> [Selected extract]
- Born: September 18, 1962 (age 63) New York City, US
- Education: Brown University (BA)
- Occupation: Theatre director
- Employer: Hartford Stage
- Predecessor: Darko Tresnjak
- Awards: OBIE Award
- Website: meliabensussen.com

= Melia Bensussen =

American theatre director

Melia Bensussen (born September 18, 1962) is an American theatre director and producer who has been artistic director of the Hartford Stage since 2019. She is also the Artistic Director of the National Playwrights Conference at the Eugene O'neill Theater Center. She won an OBIE Award for Outstanding Direction for Turn of the Screw in 1999 and is Professor of Performing Arts at Emerson College.

== Biography ==
Born in New York City of Jewish heritage and raised in Mexico City and San Diego, California, Bensussen is a graduate of La Jolla High School and of Brown University, where she received a Bachelor of Arts degree in theatre and comparative literature. She studied Yiddish theatre on a fellowship to Israel and taught English in Japan before returning to New York City to work as a translator and actor. Her first professional job was at the Hartford Stage, assisting the director Emily Mann (director) as a fellow of The Drama League Directors' Project in a production of A Doll's House featuring Mark Lamos in 1986. Fluent in Spanish, she directed for the Puerto Rican Traveling Theater and served as associate director for the Festival Latino at The Public Theater. Her edition of the Langston Hughes translation of Federico García Lorca's Blood Wedding is in its ninth printing by Theatre Communications Group. Bensussen won an OBIE Award for directing Turn of the Screw in 1999.

> [Exercise 1]
According to the Melia Bensussen profile, which high school did she graduate from?
> [Exercise 2]
Rewrite the stretch of the Melia Bensussen profile from "- Born: September" through "at Emerson College.", replacing every "OBIE Award" with "Obie Award".

> [Dataset records]
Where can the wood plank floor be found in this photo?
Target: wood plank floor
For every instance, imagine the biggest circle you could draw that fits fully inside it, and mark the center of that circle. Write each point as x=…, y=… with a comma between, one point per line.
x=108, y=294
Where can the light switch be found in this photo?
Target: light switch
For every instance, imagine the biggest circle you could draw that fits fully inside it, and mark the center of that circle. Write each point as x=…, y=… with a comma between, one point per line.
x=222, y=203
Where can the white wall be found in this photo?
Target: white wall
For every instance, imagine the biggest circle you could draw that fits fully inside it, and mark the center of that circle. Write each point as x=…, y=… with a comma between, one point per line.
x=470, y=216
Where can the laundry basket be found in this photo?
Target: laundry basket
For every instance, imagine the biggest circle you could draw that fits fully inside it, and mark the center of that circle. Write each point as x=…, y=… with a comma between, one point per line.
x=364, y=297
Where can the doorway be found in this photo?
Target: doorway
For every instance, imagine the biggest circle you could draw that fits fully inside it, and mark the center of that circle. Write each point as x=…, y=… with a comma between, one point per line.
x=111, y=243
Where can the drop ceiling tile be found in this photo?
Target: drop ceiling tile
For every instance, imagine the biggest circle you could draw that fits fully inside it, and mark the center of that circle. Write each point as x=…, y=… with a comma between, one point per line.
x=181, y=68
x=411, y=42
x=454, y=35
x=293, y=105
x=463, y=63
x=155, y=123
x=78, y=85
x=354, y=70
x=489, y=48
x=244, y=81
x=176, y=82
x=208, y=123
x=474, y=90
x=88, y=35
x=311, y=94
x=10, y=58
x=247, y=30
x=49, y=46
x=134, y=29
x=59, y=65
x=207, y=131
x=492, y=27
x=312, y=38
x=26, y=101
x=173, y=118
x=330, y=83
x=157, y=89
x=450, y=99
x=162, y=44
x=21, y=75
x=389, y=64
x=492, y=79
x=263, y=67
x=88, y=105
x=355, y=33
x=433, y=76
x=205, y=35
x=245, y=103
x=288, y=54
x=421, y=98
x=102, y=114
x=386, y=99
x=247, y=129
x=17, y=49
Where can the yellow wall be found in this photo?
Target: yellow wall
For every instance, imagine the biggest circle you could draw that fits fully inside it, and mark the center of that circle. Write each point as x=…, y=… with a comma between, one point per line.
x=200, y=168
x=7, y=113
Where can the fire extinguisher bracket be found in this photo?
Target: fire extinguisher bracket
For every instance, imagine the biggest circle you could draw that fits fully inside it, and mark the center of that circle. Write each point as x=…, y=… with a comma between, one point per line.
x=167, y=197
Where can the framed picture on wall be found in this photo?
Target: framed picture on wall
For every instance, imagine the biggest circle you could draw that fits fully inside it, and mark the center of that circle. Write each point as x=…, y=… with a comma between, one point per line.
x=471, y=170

> [Worked solution 1]
La Jolla High School

> [Worked solution 2]
- Born: September 18, 1962 (age 63) New York City, US
- Education: Brown University (BA)
- Occupation: Theatre director
- Employer: Hartford Stage
- Predecessor: Darko Tresnjak
- Awards: Obie Award
- Website: meliabensussen.com

= Melia Bensussen =

American theatre director

Melia Bensussen (born September 18, 1962) is an American theatre director and producer who has been artistic director of the Hartford Stage since 2019. She is also the Artistic Director of the National Playwrights Conference at the Eugene O'neill Theater Center. She won an Obie Award for Outstanding Direction for Turn of the Screw in 1999 and is Professor of Performing Arts at Emerson College.